What the task requires:
Copy out every line of the material below, keeping each character unchanged.
— START Data extract —
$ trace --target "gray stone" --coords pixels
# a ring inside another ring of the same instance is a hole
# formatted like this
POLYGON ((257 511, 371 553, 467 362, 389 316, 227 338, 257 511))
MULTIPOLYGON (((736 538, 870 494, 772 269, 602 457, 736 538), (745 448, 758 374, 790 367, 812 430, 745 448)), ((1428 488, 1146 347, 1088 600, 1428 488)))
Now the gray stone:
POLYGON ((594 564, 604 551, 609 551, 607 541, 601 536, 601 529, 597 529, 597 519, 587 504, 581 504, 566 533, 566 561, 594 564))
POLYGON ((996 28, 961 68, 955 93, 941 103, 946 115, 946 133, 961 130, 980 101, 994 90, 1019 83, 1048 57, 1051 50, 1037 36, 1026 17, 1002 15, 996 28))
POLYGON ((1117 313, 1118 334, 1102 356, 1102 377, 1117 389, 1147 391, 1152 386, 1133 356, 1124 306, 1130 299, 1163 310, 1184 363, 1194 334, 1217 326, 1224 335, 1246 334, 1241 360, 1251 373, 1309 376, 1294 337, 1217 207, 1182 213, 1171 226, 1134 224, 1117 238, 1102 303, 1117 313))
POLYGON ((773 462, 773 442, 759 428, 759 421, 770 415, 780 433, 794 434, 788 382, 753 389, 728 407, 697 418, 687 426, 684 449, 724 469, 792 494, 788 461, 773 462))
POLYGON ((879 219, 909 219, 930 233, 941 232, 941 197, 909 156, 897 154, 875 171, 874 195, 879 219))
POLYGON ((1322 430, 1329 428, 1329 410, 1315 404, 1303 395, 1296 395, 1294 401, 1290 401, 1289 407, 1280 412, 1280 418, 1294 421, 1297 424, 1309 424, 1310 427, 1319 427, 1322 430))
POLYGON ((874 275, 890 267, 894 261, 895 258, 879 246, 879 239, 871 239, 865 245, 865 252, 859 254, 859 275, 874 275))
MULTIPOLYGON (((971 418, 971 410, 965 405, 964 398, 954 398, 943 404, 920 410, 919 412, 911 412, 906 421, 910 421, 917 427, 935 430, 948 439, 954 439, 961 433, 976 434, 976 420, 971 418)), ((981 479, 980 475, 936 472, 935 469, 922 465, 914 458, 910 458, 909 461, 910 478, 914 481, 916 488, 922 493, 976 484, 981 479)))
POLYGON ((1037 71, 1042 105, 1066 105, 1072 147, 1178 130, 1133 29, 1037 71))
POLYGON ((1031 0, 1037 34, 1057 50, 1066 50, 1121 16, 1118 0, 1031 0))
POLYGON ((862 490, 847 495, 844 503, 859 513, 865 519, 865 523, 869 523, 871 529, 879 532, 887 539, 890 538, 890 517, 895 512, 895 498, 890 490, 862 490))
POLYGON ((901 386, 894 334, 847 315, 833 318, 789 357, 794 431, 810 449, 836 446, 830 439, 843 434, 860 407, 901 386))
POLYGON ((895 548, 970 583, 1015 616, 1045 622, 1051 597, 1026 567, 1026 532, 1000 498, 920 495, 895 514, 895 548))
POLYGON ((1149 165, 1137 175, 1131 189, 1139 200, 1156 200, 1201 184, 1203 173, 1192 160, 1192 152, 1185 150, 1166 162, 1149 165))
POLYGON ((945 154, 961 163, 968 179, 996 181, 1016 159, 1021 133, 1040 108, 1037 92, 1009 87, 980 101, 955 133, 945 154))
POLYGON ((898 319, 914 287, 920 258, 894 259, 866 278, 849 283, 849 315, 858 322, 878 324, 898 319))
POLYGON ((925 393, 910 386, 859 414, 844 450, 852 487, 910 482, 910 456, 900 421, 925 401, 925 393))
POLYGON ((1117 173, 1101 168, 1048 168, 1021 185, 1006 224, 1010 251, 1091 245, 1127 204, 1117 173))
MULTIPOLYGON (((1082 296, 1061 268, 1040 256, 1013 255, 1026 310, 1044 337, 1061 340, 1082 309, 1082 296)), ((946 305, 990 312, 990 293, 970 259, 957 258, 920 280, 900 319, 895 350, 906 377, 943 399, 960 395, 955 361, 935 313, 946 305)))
— END Data extract —
Worked solution:
$ trace --target "gray stone" --coords pixels
# a ring inside another ring of the same instance is a hole
# formatted like this
POLYGON ((257 511, 371 553, 467 362, 389 316, 227 338, 257 511))
MULTIPOLYGON (((736 538, 870 494, 772 269, 602 457, 736 538), (745 448, 758 374, 790 367, 812 430, 745 448)), ((1428 488, 1146 347, 1088 600, 1428 488)))
Now the gray stone:
POLYGON ((594 564, 604 551, 609 551, 607 541, 601 536, 601 529, 597 529, 597 519, 587 504, 581 504, 566 533, 566 561, 594 564))
POLYGON ((996 28, 961 68, 955 93, 941 103, 946 115, 946 133, 961 130, 980 101, 994 90, 1019 83, 1048 57, 1051 50, 1037 36, 1026 17, 1002 15, 996 28))
POLYGON ((1117 313, 1118 334, 1102 356, 1102 377, 1117 389, 1147 391, 1152 386, 1133 356, 1124 306, 1130 299, 1163 310, 1184 363, 1194 334, 1217 326, 1224 335, 1246 334, 1241 360, 1251 373, 1309 376, 1294 337, 1217 207, 1182 213, 1171 226, 1134 224, 1117 238, 1102 303, 1117 313))
POLYGON ((773 462, 773 442, 759 428, 759 421, 770 415, 780 433, 794 434, 788 382, 753 389, 728 407, 697 418, 687 426, 684 449, 724 469, 792 494, 788 461, 773 462))
POLYGON ((879 219, 909 219, 930 233, 941 232, 941 197, 909 156, 897 154, 875 171, 874 195, 879 219))
POLYGON ((1322 430, 1329 428, 1329 410, 1315 404, 1303 395, 1296 395, 1294 401, 1290 401, 1289 407, 1280 412, 1280 418, 1294 421, 1297 424, 1309 424, 1310 427, 1319 427, 1322 430))
POLYGON ((874 275, 890 267, 894 261, 895 258, 879 246, 879 239, 871 239, 865 245, 865 252, 859 254, 859 275, 874 275))
MULTIPOLYGON (((971 418, 971 410, 965 405, 964 398, 954 398, 943 404, 920 410, 919 412, 911 412, 906 421, 910 421, 917 427, 935 430, 948 439, 954 439, 961 433, 976 434, 976 420, 971 418)), ((981 479, 980 475, 936 472, 935 469, 922 465, 914 458, 910 458, 909 461, 910 478, 914 481, 916 488, 922 493, 976 484, 981 479)))
POLYGON ((1037 71, 1042 105, 1066 105, 1072 147, 1178 130, 1133 29, 1037 71))
POLYGON ((1031 0, 1037 34, 1057 50, 1066 50, 1121 16, 1118 0, 1031 0))
POLYGON ((862 490, 847 495, 844 503, 859 513, 865 519, 865 523, 869 523, 871 529, 879 532, 887 539, 890 538, 890 517, 895 512, 895 498, 890 490, 862 490))
POLYGON ((901 386, 894 334, 847 315, 833 318, 789 357, 794 431, 810 449, 836 446, 830 439, 843 434, 860 407, 901 386))
POLYGON ((895 548, 970 583, 1015 616, 1045 622, 1051 597, 1026 567, 1026 532, 1000 498, 920 495, 895 514, 895 548))
POLYGON ((1149 165, 1137 175, 1131 189, 1139 200, 1156 200, 1201 184, 1203 173, 1192 160, 1192 152, 1185 150, 1166 162, 1149 165))
POLYGON ((945 154, 961 163, 968 179, 996 181, 1016 159, 1021 133, 1040 108, 1037 92, 1009 87, 980 101, 955 133, 945 154))
POLYGON ((898 319, 914 287, 920 258, 894 259, 866 278, 849 283, 849 315, 858 322, 878 324, 898 319))
POLYGON ((925 393, 910 386, 859 414, 844 450, 852 487, 910 482, 910 456, 900 421, 925 401, 925 393))
POLYGON ((1117 173, 1101 168, 1048 168, 1021 185, 1006 224, 1010 251, 1091 245, 1127 204, 1117 173))
MULTIPOLYGON (((1082 296, 1061 268, 1040 256, 1013 255, 1026 310, 1044 337, 1061 340, 1082 309, 1082 296)), ((946 305, 990 312, 990 293, 970 259, 957 258, 920 280, 900 319, 895 350, 906 377, 943 399, 960 395, 955 361, 935 313, 946 305)))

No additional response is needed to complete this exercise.